[ФРАГМЕНТ ТЕКСТА]
※ ※ ※
По отзывам свидетелей, Дустум чудил еще во времена «советской власти», сильно увлекаясь алкоголем. Обожая хорошие спиртные напитки, он зараз мог выпить две и даже три литровые бутылки виски и при этом оставаться трезвомыслящим и дееспособным. На этот раз, как сообщало МВД, Дустум с группой вооруженных сторонников совершил нападение на своего бывшего союзника по «узбекской» коалиции Акбара Бая. Около 50 вооруженных людей начальника ставки Генштаба ворвались в дом Бая и взяли его и его сына в заложники, после чего перевезли их в дом самого Дустума, где подвергли избиению и унизительным истязаниям. Как сообщил мне по телефону глава пресс-службы МВД Афганистана, Дустум находился в состоянии сильного алкогольного опьянения, когда вломился с группой вооруженных головорезов в дом Бая и взял его в заложники.
Полиция, вооруженная автоматами и пулеметами, окружила дом Дустума и уже готова была вступить в боевые действия. Однако перестрелки не произошло – Бай и его сын были освобождены и доставлены в госпиталь. По словам начальника криминальной полиции Кабула Алишаха Пактиаваля, дело о захвате заложников людьми Дустума было направлено в Генеральную прокуратуру. Генпрокурор Абдул Джабар Сабет, ненавидевший генерала-узбека, своим распоряжением молниеносно снял его со всех почетных постов. Хамид Карзай поспешил отстраниться от участия в скандале, о чем в завуалированной форме и сообщил через своего личного пресс-секретаря Гамаюна Хамидзада. По словам пресс-секретаря, президент Афганистана не имел отношения к распоряжению об отстранении генерала Абдула Рашида Дустума от должности начальника Генштаба Ставки Верховного командования Афганистана. Он подчеркнул, что этот шаг в отношении Дустума был санкционирован лично генпрокурором республики, который, в свою очередь, заявил, что его распоряжение было основано на отказе Дустума повиноваться и дать показания относительно обвинения его в нападении на резиденцию своего нынешнего политического противника.
※ ※ ※
[ИСХОДНЫЙ МАТЕРИАЛ]
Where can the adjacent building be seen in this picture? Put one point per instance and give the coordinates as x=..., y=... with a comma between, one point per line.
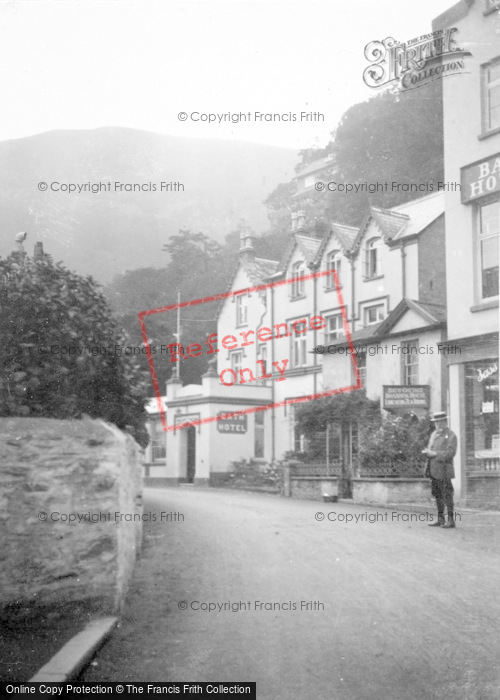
x=471, y=108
※ ※ ※
[ПИСЬМЕННОЕ ЗАДАНИЕ]
Пожалуйста, продолжите отрывок о скандале с генералом Дустумом, начиная после его последнего предложения. Материал здесь не понадобится.

[РЕЗУЛЬТАТ ВЫПОЛНЕНИЯ]
Дустум был обвинен в нарушении сразу нескольких статей конституции, в том числе в создании угрозы внутренней и внешней безопасности государства. Карзай хорошо понимал, что рвение афганской Генпрокуратуры, с которым она пыталась свалить видного афганского политического деятеля, пережившего многие афганские режимы, могло в итоге привести к необратимым последствиям для всего афганского государства и вновь разделить страну на «север» и «юг». В северных провинциях Афганистана – Бадахшане, Тахаре, Кундузе, Баглане, Самангане, Балхе, Джаузджане и Горе, а также провинции Парван – начались многотысячные демонстрации членов и сторонников Национального исламского движения Афганистана (НИДА) в поддержку Дустума – одного из бывших видных руководителей «Северного альянса». Демонстранты называли вторжение полиции в частные владения Дустума в Кабуле грубым нарушением конституции и требовали отставки главы МВД Афганистана, который, по их мнению, сводил с Дустумом личные счеты. Сам генерал намеренно не являлся на допросы в прокуратуру. Он заявил, что начальник Генштаба Ставки Верховного командования Афганистана не обязан отчитываться в своих действиях ни перед полицейскими, ни перед самим главой МВД, так как это не его уровень.
– Я могу выполнить приказ только, и только, президента страны Хамида Карзая, – заявил Дустум.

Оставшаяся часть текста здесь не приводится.